(EXERCISE MATERIALS)
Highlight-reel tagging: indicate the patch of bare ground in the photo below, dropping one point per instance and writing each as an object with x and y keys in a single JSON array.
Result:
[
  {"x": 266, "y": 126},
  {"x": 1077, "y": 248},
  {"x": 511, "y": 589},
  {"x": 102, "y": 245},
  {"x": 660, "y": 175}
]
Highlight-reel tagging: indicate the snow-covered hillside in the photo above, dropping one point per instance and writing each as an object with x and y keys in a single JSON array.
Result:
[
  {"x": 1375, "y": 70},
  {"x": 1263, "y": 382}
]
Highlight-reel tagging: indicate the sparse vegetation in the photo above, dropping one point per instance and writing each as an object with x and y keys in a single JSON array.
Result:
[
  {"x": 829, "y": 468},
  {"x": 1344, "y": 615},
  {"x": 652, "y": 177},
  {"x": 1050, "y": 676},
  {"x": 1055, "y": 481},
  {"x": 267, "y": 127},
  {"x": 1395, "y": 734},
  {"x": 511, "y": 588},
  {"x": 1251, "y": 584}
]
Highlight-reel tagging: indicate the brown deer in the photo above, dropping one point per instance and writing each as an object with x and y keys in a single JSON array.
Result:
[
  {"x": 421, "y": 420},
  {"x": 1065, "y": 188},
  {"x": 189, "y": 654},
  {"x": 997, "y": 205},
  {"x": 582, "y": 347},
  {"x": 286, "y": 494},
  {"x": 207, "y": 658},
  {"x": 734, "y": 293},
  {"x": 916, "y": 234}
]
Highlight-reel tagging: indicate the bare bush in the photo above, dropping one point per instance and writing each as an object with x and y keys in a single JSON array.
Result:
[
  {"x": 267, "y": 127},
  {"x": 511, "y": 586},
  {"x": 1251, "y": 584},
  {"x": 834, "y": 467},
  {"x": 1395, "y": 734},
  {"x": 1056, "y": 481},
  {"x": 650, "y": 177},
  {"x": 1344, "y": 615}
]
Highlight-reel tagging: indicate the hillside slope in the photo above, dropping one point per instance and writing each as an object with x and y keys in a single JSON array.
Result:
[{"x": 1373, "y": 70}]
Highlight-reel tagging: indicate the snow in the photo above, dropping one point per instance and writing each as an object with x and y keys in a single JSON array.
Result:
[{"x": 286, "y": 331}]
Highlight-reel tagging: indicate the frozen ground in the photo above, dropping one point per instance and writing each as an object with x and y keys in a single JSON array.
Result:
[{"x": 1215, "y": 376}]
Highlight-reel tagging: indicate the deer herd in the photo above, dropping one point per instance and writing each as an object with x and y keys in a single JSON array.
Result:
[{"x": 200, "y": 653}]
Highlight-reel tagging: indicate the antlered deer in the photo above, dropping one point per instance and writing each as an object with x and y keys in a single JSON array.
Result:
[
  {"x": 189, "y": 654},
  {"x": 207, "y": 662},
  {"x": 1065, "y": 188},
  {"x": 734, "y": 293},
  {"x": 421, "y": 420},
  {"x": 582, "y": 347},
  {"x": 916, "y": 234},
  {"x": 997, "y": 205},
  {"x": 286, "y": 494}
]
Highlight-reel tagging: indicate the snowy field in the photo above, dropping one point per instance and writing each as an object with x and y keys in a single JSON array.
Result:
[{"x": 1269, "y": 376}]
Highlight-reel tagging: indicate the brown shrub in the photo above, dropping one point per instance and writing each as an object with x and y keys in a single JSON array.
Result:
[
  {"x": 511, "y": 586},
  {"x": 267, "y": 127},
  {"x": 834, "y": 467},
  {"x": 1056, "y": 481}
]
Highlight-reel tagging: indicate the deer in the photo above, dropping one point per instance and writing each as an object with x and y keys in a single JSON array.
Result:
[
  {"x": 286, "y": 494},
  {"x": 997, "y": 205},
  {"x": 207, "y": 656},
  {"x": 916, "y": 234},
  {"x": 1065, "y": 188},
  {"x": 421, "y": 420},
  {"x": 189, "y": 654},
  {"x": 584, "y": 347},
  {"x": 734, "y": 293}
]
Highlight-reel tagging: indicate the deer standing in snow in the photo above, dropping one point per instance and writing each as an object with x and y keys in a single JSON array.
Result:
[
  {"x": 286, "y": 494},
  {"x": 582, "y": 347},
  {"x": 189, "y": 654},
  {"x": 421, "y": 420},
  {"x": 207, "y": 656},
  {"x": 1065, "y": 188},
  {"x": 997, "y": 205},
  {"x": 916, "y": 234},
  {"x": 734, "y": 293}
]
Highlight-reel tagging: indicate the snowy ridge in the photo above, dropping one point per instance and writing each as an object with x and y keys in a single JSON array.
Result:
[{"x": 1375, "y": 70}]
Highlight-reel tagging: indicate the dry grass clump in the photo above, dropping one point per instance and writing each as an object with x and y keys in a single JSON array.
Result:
(End EXERCISE MATERIALS)
A verbatim copy of the listing is to be returned in full.

REPLY TO THE TASK:
Highlight-reel tagging: indicate the patch of bare ground in the photo below, dropping one point per instance and writing each as an object with x and y keys in a single JSON array.
Result:
[
  {"x": 266, "y": 126},
  {"x": 1077, "y": 248},
  {"x": 511, "y": 589},
  {"x": 102, "y": 245},
  {"x": 660, "y": 175}
]
Highlight-reel tagging: indicate the snow-covered hillside in the photo above, dropping one point per instance and writing each as an object with x and y keys in a single JSON array.
Result:
[
  {"x": 1375, "y": 70},
  {"x": 1263, "y": 382}
]
Highlight-reel tagging: indicate the sparse vegetation in the photo above, dropping one point per instance and writing each as an object with x and y keys in a single JSON array.
Result:
[
  {"x": 829, "y": 468},
  {"x": 1344, "y": 615},
  {"x": 652, "y": 177},
  {"x": 1050, "y": 676},
  {"x": 1055, "y": 481},
  {"x": 267, "y": 127},
  {"x": 1395, "y": 734},
  {"x": 511, "y": 588},
  {"x": 1251, "y": 584}
]
Highlight-reel tagging: indicate the brown deer in the photo above, dropping one point per instance and writing each as an object with x and y keys in a single JSON array.
Result:
[
  {"x": 421, "y": 420},
  {"x": 1065, "y": 188},
  {"x": 189, "y": 654},
  {"x": 997, "y": 205},
  {"x": 582, "y": 347},
  {"x": 286, "y": 494},
  {"x": 207, "y": 658},
  {"x": 734, "y": 293},
  {"x": 916, "y": 234}
]
Highlight-reel tagging: indicate the bare bush in the photo above, dropping one point per instance and writing each as an object with x and y keys in a single JSON array.
Result:
[
  {"x": 267, "y": 127},
  {"x": 511, "y": 586},
  {"x": 1251, "y": 584},
  {"x": 834, "y": 467},
  {"x": 1395, "y": 734},
  {"x": 1056, "y": 481},
  {"x": 650, "y": 177},
  {"x": 1344, "y": 615}
]
Highlight-reel tagging: indicate the hillside slope in the photo above, dropping one point per instance and writing each as an object with x and y keys in a single JSON array.
Result:
[{"x": 1373, "y": 70}]
Highlight-reel tagging: indicate the snow in the photo above, dropping one point per instance and writing each as an object with x and y keys in a single JSON array.
Result:
[{"x": 286, "y": 331}]
Highlight-reel tagging: indicate the frozen ground in the photo above, dropping one point per instance and writing each as an object with x and y keys in a single JSON array.
Result:
[{"x": 1215, "y": 376}]
Highlight-reel tagging: indicate the deer herd in the photo above, dropping one point per instance and writing each as an object with x and y keys in a single JSON array.
Result:
[{"x": 200, "y": 653}]
Highlight-reel tagging: indicate the antlered deer in the photo above, dropping one point per instance and writing each as an object with x and y keys in a single JSON array.
Result:
[
  {"x": 189, "y": 654},
  {"x": 207, "y": 662},
  {"x": 1065, "y": 188},
  {"x": 734, "y": 293},
  {"x": 421, "y": 420},
  {"x": 582, "y": 347},
  {"x": 916, "y": 234},
  {"x": 997, "y": 205},
  {"x": 286, "y": 494}
]
Highlight-reel tagging: indicate the snowy field in the photo above, dropping one point per instance and writing each as an object with x and y keys in a single JSON array.
Result:
[{"x": 1269, "y": 376}]
Highlight-reel tagging: indicate the brown shrub in the photo above, dropping one point per instance and writing each as an object with x and y keys in a single JSON array.
Result:
[
  {"x": 511, "y": 586},
  {"x": 267, "y": 127},
  {"x": 834, "y": 467},
  {"x": 1056, "y": 481}
]
Highlight-reel tagging: indicate the deer in the photo above, dropping one point per instance and writing each as an object with x and y keys in a single JSON array.
Result:
[
  {"x": 286, "y": 494},
  {"x": 997, "y": 205},
  {"x": 207, "y": 656},
  {"x": 916, "y": 234},
  {"x": 1065, "y": 188},
  {"x": 421, "y": 420},
  {"x": 189, "y": 654},
  {"x": 584, "y": 347},
  {"x": 734, "y": 293}
]
Highlight-reel tagging: indicate the deer standing in snow in the photo above, dropping one point per instance and writing each as an object with x and y keys in a single JSON array.
Result:
[
  {"x": 286, "y": 494},
  {"x": 582, "y": 347},
  {"x": 189, "y": 654},
  {"x": 421, "y": 420},
  {"x": 207, "y": 656},
  {"x": 1065, "y": 188},
  {"x": 997, "y": 205},
  {"x": 916, "y": 234},
  {"x": 734, "y": 293}
]
Highlight-reel tagging: indicate the snowy ridge in the photo above, dropping one point per instance and writing each as an object with x and y keys in a single JSON array.
Result:
[{"x": 1375, "y": 70}]
Highlight-reel tagging: indicate the dry grass clump in the photo above, dropping one point per instance and writing each as an object with x and y keys in a single JSON array.
Result:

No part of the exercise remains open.